* _Description of the task_
Reproduce the whole listing, character for character.

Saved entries
....

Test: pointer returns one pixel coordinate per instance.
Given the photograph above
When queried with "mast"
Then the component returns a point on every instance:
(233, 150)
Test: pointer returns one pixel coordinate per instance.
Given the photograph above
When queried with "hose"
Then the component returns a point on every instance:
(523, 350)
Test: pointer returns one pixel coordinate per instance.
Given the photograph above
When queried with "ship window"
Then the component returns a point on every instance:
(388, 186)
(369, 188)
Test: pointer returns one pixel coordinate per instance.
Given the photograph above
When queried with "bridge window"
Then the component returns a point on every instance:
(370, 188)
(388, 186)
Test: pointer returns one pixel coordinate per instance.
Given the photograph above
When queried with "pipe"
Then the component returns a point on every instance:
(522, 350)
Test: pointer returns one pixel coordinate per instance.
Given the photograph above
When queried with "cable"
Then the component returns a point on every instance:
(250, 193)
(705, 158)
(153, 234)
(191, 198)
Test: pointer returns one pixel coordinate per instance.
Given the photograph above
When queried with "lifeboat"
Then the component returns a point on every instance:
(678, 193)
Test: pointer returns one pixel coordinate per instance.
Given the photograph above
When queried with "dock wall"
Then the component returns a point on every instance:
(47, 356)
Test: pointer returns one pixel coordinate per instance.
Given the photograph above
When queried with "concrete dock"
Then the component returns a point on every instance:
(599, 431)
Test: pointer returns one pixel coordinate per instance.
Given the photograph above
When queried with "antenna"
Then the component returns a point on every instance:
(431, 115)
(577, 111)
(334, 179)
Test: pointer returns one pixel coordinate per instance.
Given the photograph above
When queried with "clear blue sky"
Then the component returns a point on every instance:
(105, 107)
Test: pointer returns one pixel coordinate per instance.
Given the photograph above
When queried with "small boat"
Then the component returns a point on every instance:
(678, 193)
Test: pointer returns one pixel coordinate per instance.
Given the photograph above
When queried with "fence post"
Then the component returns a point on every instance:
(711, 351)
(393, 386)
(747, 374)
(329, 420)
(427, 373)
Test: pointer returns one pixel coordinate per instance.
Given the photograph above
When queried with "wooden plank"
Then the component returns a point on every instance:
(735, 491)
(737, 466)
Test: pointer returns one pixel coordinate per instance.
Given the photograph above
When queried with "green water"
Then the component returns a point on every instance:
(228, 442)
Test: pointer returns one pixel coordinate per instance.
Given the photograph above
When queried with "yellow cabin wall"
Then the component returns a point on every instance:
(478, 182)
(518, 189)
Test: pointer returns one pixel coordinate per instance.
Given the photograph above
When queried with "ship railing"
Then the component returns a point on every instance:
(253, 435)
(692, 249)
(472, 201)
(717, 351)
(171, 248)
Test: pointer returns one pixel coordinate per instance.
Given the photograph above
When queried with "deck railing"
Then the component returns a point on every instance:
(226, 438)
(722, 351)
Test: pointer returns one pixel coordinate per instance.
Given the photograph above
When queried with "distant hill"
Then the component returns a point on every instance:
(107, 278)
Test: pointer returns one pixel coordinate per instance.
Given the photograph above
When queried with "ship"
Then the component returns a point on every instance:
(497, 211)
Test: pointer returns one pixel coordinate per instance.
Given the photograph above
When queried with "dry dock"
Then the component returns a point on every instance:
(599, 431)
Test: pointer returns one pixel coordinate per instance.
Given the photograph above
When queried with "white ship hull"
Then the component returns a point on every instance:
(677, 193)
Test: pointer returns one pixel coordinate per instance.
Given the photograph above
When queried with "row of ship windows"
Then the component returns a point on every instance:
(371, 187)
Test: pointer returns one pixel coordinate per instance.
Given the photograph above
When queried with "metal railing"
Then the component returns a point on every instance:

....

* _Answer to the exercise_
Test: pointer returns one pixel coordinate per instance.
Given the photograph above
When queried with "mast"
Then the component returns a point on every instance:
(233, 150)
Test: pointer returns one pixel coordinate per instance.
Given the photograph above
When queried with "hose"
Then the component returns a point on every instance:
(523, 350)
Test: pointer returns one pixel coordinate per instance.
Given the photograph above
When queried with "ship window"
Then the component returns a point on every instance:
(388, 186)
(369, 188)
Test: pointer returns one pixel coordinate per instance.
Given the photograph above
When queried with "bridge window"
Then the component returns a point on every instance:
(370, 188)
(388, 186)
Test: pointer returns one pixel coordinate per instance.
Given the photograph above
When queried with "pipe"
Then the component returns a point on every instance:
(522, 350)
Test: pointer returns one pixel coordinate per instance.
Given the photograph above
When queried with "cable"
Then the component returns a point on every instance:
(250, 193)
(705, 158)
(153, 234)
(191, 198)
Test: pointer returns one pixel coordinate per instance.
Given the photograph above
When queried with "lifeboat"
Then the component returns a point on every instance:
(678, 193)
Test: pointer returns one pixel coordinate per instance.
Given the photograph above
When queried with "dock wall"
Then the component returns a point on every instance:
(47, 356)
Test: pointer returns one pixel coordinate per instance.
Given the photograph above
When queried with "concrete dock"
Then the component returns a point on every instance:
(599, 431)
Test: pointer returns one pixel coordinate per instance.
Given the photograph above
When queried with "antenna"
Then the component returns a point on every instance:
(431, 115)
(577, 111)
(334, 179)
Test: pointer returns one pixel coordinate per instance.
Given the photograph above
When queried with "clear blue sky"
Then the component returns a point on every instance:
(105, 107)
Test: pointer returns one pixel coordinate per instance.
Given the photograph above
When queried with "small boat"
Then the component returns a point on every instance:
(678, 193)
Test: pointer returns one pixel coordinate per instance.
Given the photograph above
When queried with "fence post"
Then the component returns a point on every instance:
(711, 351)
(393, 386)
(747, 374)
(329, 420)
(427, 373)
Test: pointer returns one pixel coordinate per instance.
Given the photograph above
When queried with "wooden plank"
Then the component returns a point on every instance:
(735, 491)
(737, 466)
Test: pointer returns one pixel coordinate per instance.
Given the photograph above
When queried with "green water"
Then the component returns a point on every instance:
(228, 442)
Test: pointer returns one pixel coordinate per instance.
Given the photograph above
When queried with "yellow cabin wall"
Then the component returns a point on every instance:
(478, 182)
(518, 189)
Test: pointer returns one pixel coordinate per instance.
Given the photograph above
When queried with "ship railing"
Then the component returns a point on every instance:
(253, 435)
(692, 249)
(472, 201)
(717, 351)
(171, 248)
Test: pointer returns one pixel coordinate per instance.
Given the photograph above
When queried with "deck railing"
Then the component returns a point on every instance:
(226, 438)
(722, 351)
Test: pointer returns one pixel coordinate per instance.
Given the photograph above
When queried with "distant hill"
Then the component returns a point on every instance:
(107, 278)
Test: pointer returns one pixel coordinate per instance.
Given the photograph above
When queried with "ship"
Then the component returns a point on every instance:
(497, 211)
Test: pointer returns one pixel coordinate per instance.
Given the photograph above
When queried with "dry dock"
Then the component returns a point on every instance:
(599, 431)
Test: pointer returns one pixel coordinate per instance.
Given the photograph above
When queried with "white ship hull"
Then the component returns a point on every instance:
(677, 193)
Test: pointer returns one pixel coordinate per instance.
Given the photograph above
When queried with "row of ship windows"
Then the component returns a point on every instance:
(371, 187)
Test: pointer returns one pixel coordinate per instance.
Given the photograph above
When queried with "metal railing"
Then the component returns a point on every instance:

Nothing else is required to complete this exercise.